◆ What is required ◆
Copy the material from the line containing "Pick out each instance of the ceremonial" through the end of the material. Replace each "Pick out" with "Mark" and change nothing else.

◆ Material supplied ◆
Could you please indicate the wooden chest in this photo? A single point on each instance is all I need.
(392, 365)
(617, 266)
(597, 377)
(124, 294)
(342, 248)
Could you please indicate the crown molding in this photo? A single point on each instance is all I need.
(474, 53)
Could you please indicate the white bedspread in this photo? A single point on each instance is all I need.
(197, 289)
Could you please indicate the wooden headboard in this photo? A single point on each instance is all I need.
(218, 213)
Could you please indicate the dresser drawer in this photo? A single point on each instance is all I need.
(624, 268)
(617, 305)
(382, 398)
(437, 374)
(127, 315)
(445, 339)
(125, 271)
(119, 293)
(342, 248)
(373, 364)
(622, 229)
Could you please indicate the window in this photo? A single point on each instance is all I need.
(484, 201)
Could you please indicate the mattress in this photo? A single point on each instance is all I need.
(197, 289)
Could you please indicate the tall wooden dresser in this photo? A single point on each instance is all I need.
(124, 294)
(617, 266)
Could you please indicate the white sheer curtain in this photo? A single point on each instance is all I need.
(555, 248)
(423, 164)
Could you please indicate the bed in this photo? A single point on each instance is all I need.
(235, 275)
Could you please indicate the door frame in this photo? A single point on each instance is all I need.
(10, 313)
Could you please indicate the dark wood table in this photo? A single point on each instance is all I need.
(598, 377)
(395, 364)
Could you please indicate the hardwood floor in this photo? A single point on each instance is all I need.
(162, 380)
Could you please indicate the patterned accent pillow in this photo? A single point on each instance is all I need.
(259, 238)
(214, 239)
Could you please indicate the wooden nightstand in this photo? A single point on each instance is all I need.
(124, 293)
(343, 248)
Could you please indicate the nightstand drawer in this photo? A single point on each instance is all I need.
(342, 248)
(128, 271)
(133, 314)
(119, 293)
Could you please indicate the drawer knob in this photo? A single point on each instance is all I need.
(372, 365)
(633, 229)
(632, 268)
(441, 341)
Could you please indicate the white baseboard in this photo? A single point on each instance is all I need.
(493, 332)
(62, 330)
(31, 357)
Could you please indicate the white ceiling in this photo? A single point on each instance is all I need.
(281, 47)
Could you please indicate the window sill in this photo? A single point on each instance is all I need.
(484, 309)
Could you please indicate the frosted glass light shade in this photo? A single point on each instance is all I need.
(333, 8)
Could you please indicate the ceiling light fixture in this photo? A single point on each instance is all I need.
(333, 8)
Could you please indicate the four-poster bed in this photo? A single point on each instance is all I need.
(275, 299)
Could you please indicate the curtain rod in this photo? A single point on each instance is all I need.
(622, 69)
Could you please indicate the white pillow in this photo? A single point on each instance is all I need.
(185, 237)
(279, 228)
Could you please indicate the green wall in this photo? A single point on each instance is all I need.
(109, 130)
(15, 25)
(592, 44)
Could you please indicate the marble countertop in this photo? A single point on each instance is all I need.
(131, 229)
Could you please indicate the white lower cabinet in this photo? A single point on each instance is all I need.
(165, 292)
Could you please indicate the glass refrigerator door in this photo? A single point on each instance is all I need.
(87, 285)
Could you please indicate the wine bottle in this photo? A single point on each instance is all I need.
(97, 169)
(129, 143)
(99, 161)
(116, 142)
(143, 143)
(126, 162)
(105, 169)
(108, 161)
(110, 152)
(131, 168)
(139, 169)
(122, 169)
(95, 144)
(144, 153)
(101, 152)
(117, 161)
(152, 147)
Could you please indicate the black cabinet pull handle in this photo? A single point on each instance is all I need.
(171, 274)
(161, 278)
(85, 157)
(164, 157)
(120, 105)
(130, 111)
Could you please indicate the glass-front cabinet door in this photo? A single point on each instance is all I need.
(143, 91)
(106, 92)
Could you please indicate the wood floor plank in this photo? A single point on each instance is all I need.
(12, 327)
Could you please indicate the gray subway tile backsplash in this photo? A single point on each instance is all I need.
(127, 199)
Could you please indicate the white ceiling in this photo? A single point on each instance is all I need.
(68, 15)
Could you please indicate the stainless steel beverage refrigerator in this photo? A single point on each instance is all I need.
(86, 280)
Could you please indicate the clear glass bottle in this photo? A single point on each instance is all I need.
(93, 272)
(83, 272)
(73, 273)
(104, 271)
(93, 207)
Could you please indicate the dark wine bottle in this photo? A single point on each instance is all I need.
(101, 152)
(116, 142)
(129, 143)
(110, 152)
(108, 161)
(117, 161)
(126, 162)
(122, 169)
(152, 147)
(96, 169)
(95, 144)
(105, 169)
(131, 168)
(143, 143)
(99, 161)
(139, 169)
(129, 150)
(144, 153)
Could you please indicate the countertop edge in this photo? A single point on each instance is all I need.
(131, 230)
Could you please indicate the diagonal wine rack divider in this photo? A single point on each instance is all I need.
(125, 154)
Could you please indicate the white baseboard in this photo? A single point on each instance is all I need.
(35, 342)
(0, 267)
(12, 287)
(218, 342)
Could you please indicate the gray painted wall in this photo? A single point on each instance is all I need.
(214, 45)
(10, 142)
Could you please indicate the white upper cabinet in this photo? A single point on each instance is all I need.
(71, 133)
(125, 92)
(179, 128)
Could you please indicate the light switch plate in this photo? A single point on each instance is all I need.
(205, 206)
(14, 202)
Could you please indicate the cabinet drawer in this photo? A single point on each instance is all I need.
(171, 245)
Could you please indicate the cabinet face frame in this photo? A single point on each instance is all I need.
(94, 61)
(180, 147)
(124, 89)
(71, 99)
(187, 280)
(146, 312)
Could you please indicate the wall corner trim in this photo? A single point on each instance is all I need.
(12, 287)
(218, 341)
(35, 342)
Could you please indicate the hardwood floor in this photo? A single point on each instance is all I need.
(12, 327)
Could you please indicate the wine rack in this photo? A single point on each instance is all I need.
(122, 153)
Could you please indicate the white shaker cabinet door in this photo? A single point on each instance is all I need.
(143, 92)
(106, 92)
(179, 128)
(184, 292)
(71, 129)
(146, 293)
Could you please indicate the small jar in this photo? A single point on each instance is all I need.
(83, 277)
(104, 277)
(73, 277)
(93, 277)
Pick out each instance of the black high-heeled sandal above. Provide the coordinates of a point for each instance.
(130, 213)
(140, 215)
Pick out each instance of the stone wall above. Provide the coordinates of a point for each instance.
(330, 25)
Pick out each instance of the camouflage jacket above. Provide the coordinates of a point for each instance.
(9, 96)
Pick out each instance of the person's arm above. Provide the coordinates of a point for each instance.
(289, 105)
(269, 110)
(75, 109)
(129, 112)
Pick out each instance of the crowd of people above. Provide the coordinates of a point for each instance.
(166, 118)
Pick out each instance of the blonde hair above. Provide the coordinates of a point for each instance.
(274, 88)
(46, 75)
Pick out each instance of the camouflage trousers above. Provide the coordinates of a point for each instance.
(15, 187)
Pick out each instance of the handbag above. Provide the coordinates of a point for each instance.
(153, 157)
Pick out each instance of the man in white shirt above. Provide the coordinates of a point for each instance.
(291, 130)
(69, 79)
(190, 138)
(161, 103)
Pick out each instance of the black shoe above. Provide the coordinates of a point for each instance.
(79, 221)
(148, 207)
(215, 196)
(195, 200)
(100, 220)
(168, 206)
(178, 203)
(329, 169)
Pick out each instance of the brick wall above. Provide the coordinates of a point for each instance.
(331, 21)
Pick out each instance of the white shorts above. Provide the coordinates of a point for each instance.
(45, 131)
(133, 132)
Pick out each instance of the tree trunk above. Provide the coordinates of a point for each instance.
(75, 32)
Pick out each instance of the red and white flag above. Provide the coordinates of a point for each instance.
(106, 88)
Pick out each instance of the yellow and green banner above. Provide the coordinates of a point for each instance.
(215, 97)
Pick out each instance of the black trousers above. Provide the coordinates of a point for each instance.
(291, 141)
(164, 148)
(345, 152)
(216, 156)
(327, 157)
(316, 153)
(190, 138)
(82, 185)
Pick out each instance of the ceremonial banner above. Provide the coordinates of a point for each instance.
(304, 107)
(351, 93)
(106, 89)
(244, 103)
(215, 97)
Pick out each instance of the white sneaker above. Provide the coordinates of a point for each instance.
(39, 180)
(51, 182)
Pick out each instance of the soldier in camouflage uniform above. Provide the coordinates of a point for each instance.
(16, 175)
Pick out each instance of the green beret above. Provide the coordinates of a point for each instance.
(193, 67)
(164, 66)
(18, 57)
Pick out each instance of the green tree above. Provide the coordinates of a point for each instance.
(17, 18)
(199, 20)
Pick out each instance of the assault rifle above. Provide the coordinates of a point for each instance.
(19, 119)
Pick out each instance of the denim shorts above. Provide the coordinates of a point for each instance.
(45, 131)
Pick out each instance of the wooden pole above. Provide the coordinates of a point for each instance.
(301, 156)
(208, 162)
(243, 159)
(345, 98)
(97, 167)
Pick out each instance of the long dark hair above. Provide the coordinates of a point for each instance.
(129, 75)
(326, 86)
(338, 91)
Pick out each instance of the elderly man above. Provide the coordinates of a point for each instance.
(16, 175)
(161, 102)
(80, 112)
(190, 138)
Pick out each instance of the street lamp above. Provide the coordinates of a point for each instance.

◆ Worked answer ◆
Mark each instance of the ceremonial banner above. Provide the coordinates of a point for each instance.
(304, 107)
(351, 93)
(106, 89)
(244, 103)
(215, 97)
Mark each instance of the white sneaker above. Provide the coordinates of a point for each instance.
(39, 180)
(51, 182)
Mark each instance of the soldier in camouflage uniform above. Provide the coordinates of a point for each instance.
(16, 175)
Mark each instance of the green beret above. Provide the coordinates of a point for each instance.
(193, 67)
(164, 66)
(18, 57)
Mark each instance of the green tree above. Provide the coordinates of a point for each instance.
(17, 18)
(199, 20)
Mark each instance of the assault rifle above. Provide the coordinates of a point for each instance.
(19, 119)
Mark each instance of the denim shorts above. Provide the coordinates of a point for each instance.
(45, 131)
Mark each instance of the wooden pole above. Provide the coordinates of a point for each instance.
(301, 156)
(208, 162)
(243, 159)
(345, 98)
(97, 167)
Mark each instance of the long dark hair above. Provide the coordinates of a point for each instance.
(129, 75)
(326, 86)
(338, 91)
Mark each instance of the elderly man above. Provide the coordinates of a point for each instance.
(16, 175)
(161, 102)
(80, 112)
(190, 138)
Mark each instance of the street lamp above. Provide the coordinates of a point for each instance.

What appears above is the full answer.